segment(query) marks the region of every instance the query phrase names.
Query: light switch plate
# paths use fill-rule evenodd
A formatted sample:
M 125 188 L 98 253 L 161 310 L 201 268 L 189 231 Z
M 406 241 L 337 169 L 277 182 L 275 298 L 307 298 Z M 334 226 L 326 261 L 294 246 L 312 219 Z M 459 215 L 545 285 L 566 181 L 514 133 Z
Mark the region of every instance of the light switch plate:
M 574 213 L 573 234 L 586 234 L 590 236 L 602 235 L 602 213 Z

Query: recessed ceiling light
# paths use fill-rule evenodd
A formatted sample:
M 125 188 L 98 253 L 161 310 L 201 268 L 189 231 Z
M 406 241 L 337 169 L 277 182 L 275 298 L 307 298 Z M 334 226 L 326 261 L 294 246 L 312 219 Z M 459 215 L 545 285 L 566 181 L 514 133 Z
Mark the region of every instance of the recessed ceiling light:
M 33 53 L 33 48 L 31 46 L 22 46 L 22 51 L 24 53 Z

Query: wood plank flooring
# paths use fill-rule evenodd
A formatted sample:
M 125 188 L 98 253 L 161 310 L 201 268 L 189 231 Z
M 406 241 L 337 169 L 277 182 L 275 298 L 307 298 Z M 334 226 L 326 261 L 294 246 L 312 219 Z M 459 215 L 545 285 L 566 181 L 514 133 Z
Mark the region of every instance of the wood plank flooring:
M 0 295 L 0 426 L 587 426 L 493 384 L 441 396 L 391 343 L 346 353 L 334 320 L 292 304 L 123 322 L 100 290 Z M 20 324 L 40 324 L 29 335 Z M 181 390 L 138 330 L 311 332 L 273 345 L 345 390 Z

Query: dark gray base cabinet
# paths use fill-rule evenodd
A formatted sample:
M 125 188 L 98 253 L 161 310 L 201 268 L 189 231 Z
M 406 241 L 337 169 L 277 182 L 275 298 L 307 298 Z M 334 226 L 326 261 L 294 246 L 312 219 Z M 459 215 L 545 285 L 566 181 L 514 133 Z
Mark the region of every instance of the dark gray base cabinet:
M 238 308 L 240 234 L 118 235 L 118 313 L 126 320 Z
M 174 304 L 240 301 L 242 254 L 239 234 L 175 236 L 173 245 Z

[WHAT NEEDS TO BE DONE]: Transcribe the records exactly as given.

[RESPONSE TO THIS EXERCISE]:
segment(query) marks the region of every instance the query phrase names.
Query: light switch plate
# paths use fill-rule evenodd
A formatted sample:
M 125 188 L 98 253 L 161 310 L 201 268 L 189 231 Z
M 406 241 L 337 169 L 277 182 L 275 298 L 307 298 Z M 334 226 L 326 261 L 294 246 L 312 219 Z M 459 215 L 545 285 L 566 181 L 514 133 Z
Mark the region of every instance of the light switch plate:
M 574 213 L 573 234 L 586 234 L 590 236 L 602 235 L 602 213 Z

Query: recessed ceiling light
# paths use fill-rule evenodd
A formatted sample:
M 125 188 L 98 253 L 161 310 L 201 268 L 189 231 Z
M 406 241 L 337 169 L 277 182 L 275 298 L 307 298 Z M 334 226 L 326 261 L 294 246 L 312 219 Z M 459 215 L 545 285 L 566 181 L 514 133 Z
Mark the region of every instance of the recessed ceiling light:
M 33 53 L 33 48 L 31 46 L 22 46 L 22 51 L 24 53 Z

Query: wood plank flooring
# paths use fill-rule evenodd
A formatted sample:
M 125 188 L 98 253 L 161 310 L 201 268 L 189 231 Z
M 406 241 L 337 169 L 277 182 L 275 298 L 307 298 Z M 334 226 L 326 261 L 294 246 L 312 219 Z M 459 215 L 545 285 L 566 181 L 514 133 Z
Mark the region of every instance of the wood plank flooring:
M 0 295 L 0 426 L 587 426 L 493 384 L 441 396 L 391 343 L 346 353 L 334 320 L 292 304 L 123 322 L 100 290 Z M 20 324 L 40 324 L 29 335 Z M 181 390 L 138 330 L 311 332 L 273 345 L 345 390 Z

Query: dark gray base cabinet
# paths use fill-rule evenodd
A formatted sample:
M 125 188 L 98 253 L 161 310 L 201 268 L 189 231 Z
M 406 241 L 337 169 L 277 182 L 275 298 L 307 298 Z M 334 226 L 326 261 L 294 246 L 312 219 Z M 459 215 L 545 285 L 566 181 L 514 133 Z
Mark the region of every instance of the dark gray base cabinet:
M 238 308 L 240 234 L 118 235 L 118 313 L 126 320 Z
M 174 304 L 240 301 L 242 254 L 239 234 L 175 236 L 173 245 Z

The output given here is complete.